**ASSIGNED TASK:** Pull out every line in the items below that contains the string "positive". Match case exactly.

(Collected data)
== Segment start ==

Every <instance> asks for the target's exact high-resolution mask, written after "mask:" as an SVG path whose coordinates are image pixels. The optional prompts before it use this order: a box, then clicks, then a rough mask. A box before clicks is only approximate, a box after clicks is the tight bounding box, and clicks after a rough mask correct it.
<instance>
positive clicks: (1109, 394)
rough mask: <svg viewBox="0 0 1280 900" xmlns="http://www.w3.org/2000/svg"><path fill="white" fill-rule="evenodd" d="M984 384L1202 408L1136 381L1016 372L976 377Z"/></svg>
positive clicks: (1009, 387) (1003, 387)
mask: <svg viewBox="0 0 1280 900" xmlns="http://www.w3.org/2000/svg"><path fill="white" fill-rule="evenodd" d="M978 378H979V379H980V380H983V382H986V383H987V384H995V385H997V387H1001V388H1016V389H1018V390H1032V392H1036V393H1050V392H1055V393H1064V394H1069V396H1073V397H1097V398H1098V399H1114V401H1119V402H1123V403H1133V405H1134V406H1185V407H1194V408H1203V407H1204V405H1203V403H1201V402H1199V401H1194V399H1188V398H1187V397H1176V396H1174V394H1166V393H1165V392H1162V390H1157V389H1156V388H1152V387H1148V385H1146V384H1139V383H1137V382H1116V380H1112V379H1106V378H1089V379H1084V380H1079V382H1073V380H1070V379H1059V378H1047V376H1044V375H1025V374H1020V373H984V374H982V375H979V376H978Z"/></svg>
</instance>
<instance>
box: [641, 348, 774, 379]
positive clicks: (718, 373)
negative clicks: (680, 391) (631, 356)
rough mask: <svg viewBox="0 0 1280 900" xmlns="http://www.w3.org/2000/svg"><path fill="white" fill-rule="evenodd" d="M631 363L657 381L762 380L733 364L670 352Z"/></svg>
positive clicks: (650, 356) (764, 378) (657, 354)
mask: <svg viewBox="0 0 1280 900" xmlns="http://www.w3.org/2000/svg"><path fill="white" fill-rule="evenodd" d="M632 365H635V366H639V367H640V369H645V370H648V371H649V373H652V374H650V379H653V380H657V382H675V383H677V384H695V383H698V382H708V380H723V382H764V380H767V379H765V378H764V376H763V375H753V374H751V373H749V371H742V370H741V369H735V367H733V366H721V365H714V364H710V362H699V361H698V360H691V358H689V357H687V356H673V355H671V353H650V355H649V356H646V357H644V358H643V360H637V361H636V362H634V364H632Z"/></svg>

== Segment end ==

**TASK SOLUTION:**
positive clicks: (1109, 394)
positive clicks: (1009, 387) (1003, 387)
positive clicks: (718, 373)
positive clicks: (650, 356) (764, 378) (657, 354)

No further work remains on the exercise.